The exercise → Carry on the passage about Bank of America's deal for Countrywide, picking up right after its last sentence.

I was not this cynical a few months ago, but looking at the reaction of the Fed, the Congress, and the presidential candidates to the meltdown in the housing sector has stripped away any hope that I had.
Billy Hill, sorry - most of the details have been released (about $4 billion in BofA stock, to close in Q3). According to the BofA CEO there was no agreement with regulators:
Historically, federal regulators have played an active role directing a struggling financial institution towards a takeover, particularly because of the liability to the federal deposit insurance fund. Countrywide operates a thrift whose deposits are insured by the Federal Deposit Insurance Corp.
The Office of Thrift Supervision, a division of the U.S. Treasury Department, began regulating Countrywide in March, after the company converted to a federal thrift from a national bank. The OTS set up a full-time presence at Countrywide's headquarters in August. However, people familiar with regulators' thinking said they didn't actively encourage the BofA deal.

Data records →
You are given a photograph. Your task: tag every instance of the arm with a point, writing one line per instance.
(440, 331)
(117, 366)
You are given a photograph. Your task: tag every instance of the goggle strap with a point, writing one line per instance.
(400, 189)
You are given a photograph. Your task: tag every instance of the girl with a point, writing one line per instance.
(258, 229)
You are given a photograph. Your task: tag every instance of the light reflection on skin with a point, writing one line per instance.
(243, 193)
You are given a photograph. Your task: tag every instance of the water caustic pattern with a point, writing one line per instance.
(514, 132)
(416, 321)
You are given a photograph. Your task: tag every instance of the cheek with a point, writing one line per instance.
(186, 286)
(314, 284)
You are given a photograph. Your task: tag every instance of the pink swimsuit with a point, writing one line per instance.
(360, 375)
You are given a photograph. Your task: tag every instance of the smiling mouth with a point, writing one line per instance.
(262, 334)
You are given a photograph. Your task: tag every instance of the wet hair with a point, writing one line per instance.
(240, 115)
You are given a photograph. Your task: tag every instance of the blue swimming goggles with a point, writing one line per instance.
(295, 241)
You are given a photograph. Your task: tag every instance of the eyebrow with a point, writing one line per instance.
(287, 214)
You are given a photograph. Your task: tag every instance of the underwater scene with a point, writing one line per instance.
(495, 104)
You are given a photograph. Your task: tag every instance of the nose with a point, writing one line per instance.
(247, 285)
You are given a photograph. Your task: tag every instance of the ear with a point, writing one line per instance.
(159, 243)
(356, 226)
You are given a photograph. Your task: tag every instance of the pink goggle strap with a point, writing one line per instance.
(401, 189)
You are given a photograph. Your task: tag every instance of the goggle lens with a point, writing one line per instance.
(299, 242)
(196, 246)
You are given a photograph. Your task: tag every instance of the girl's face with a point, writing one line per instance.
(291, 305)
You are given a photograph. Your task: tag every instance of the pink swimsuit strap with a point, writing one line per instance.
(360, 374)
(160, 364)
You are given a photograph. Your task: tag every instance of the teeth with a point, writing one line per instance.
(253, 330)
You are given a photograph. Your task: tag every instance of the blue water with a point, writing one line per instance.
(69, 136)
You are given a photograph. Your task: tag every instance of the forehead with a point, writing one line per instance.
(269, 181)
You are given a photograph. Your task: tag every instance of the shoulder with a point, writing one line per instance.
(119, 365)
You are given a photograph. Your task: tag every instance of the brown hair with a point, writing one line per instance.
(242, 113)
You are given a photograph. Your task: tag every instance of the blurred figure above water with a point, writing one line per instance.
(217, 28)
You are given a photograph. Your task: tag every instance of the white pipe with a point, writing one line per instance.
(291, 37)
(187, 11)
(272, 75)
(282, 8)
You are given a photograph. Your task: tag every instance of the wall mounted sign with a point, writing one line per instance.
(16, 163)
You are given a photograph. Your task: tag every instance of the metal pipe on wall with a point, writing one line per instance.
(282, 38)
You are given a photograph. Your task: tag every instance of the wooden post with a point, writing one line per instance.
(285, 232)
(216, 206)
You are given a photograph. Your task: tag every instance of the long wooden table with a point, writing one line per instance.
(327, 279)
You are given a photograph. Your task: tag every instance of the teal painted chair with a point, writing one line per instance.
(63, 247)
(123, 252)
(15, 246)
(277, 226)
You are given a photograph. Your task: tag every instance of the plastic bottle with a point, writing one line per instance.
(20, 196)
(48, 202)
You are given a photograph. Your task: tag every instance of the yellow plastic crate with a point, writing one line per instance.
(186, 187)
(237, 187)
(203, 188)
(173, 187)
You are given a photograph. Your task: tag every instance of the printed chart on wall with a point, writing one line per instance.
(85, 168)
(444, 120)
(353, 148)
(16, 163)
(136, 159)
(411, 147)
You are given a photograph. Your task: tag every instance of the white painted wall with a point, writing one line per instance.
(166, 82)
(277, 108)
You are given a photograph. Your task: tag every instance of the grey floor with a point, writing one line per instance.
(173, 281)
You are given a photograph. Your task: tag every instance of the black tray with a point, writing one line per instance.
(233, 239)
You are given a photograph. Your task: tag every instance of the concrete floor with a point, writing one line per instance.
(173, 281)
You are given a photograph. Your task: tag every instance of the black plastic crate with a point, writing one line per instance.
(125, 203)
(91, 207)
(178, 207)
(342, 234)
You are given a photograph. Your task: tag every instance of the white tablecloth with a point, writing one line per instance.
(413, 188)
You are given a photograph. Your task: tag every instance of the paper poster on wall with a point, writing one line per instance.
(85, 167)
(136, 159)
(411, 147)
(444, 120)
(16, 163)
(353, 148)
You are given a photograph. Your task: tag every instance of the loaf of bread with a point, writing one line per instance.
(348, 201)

Expected answer →
"There was no encouragement in all this," Mr. Lewis said. "It doesn't mean they're not happy we did it, but there was no pressure at all and no prior discussions."
The big thing to watch is the MAC (material adverse conditions). If the losses start to pile up, and BofA has a good MAC, then this might fall apart.
I have to admit he is the first one to use that line with some numbers. I think that is one area that will get killed. I have a lot of family in orange county and up until a year ago they all told me I was nuts.
The problem is many (of my family) have homes worth $1.0 million plus with no debt. So for them if they drop 50% they are still ok, now their neighborhoods will go to shit will all the newcomers who paid $1.0 million on 100% financing...
Let me start by saying I may not know what I am talking about, but I think that the thing you haven't included in your analysis is the Tax benefits to BAC.
If CFC does loose $10B after it is acquired by BAC, can't they use that to offset their tax liability. I read somewhere that they may be able to deduct losses of around $250M per year for 5 years, then any remainder can be used in the 6th+ years. So if they Do loose +10B, it is still may be a bargain.
"So over the first five years, Bank of America can use a total of $1.35 billion of Countrywide's losses to shelter its income. (That's five years of $270 million annual losses.) If Countrywide's embedded losses when Bank of America buys it exceed $1.35 billion, Willens says, the bank will be able to deduct the rest of the losses, without limit, starting in the sixth year."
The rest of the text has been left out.